> **Records shown**
■ ■ ■ ■ ■ ■ ■

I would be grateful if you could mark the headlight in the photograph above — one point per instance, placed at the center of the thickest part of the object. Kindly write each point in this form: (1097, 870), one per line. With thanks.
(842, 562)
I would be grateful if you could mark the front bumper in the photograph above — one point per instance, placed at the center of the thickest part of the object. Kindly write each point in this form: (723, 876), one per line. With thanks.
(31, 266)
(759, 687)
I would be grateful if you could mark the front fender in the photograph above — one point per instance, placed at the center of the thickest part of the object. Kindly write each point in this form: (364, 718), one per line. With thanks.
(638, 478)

■ ■ ■ ■ ■ ■ ■

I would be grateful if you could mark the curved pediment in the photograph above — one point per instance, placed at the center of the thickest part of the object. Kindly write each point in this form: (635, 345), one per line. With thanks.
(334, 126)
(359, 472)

■ ■ ■ ■ ■ ■ ■

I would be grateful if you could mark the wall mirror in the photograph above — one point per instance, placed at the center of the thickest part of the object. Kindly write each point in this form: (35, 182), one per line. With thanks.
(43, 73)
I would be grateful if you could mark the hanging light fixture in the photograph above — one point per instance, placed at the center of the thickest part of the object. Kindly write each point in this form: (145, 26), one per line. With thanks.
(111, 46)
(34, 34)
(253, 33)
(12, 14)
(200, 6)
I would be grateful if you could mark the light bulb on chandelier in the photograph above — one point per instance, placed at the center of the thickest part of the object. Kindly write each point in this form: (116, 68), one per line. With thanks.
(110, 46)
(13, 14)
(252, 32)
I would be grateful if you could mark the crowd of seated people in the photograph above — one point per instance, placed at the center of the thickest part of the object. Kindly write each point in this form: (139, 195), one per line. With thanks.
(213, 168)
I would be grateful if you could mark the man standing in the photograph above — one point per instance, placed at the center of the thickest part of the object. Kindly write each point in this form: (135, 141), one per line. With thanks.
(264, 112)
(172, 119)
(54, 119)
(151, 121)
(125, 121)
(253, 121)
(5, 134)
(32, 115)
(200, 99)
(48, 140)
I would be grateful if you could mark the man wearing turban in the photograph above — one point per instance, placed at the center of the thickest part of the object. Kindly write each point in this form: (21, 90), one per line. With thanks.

■ ■ ■ ■ ■ ■ ■

> **Challenge**
Gather every line in the three blocks above that contains the word "front", and copy each one in full.

> **Exercise response**
I would be grateful if you could mark the front bumper in the photograph above — one point per instance, placed at the center of the thickest part of the object. Kindly write each point in this form: (723, 876), one per line. With thanks.
I would be grateful if you could mark the front fender in the photograph above — one point per instance, placed at the center of the thickest part of the object. Kindly write each point in this form: (364, 718), one per line. With thanks.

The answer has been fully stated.